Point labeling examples
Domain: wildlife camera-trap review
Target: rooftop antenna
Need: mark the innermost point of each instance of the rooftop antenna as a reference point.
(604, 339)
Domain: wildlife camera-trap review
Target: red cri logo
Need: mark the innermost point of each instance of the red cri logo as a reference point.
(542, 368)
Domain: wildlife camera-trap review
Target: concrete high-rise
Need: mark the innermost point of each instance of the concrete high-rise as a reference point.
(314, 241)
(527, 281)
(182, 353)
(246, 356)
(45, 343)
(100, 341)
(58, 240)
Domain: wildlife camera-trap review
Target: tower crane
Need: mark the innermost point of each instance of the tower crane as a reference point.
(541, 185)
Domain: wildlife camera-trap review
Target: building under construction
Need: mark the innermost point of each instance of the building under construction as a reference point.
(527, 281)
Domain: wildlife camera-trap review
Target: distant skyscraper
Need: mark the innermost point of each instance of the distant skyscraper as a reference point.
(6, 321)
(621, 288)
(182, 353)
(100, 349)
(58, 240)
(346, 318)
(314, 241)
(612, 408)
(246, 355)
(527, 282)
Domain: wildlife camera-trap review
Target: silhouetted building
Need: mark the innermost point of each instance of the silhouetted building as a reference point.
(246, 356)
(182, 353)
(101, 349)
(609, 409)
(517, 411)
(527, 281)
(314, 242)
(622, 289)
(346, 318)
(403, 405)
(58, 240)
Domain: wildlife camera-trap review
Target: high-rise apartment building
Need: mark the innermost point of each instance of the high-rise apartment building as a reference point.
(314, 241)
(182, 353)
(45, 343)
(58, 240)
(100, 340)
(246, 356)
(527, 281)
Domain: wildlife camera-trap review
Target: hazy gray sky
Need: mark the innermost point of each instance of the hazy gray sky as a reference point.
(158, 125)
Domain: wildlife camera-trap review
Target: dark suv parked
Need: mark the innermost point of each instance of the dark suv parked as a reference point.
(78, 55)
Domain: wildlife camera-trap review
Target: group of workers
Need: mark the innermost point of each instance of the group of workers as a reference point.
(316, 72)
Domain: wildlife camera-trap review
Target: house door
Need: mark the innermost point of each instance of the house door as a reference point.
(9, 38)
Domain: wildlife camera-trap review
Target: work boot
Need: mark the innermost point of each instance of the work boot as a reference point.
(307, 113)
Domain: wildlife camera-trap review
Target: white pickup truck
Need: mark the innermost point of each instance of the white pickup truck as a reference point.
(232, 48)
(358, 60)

#### TASK OBJECTIVE
Locate each line in the listing above that contains the string "parked" and copy those lines out. Case counts.

#### RESULT FOR THIS EXERCISE
Target: dark suv parked
Need: mark the innermost point of each instance of the dark suv parked as a reference point.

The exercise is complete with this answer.